How to complete this task.
Transcribe the data that follows without changing a word, and omit the pictures.

(Image point grounding data)
•••
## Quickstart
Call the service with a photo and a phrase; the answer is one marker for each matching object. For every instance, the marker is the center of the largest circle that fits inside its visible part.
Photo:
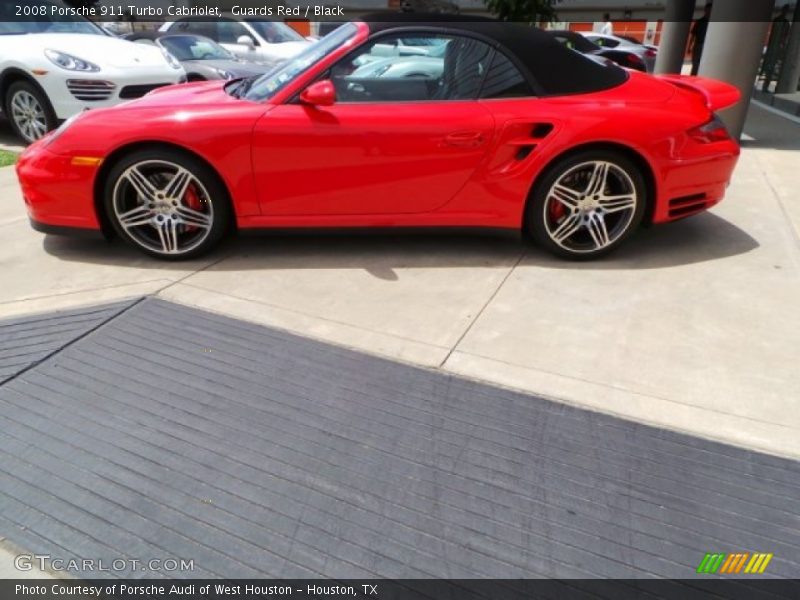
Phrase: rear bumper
(692, 185)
•••
Answer for this exercise.
## Quickstart
Call the service with a photo and a phrase; the answer is one marker for each matching object. For every instance, the marker is the center of the largest circle that fits inside its visible part.
Photo:
Phrase: rear bumper
(692, 185)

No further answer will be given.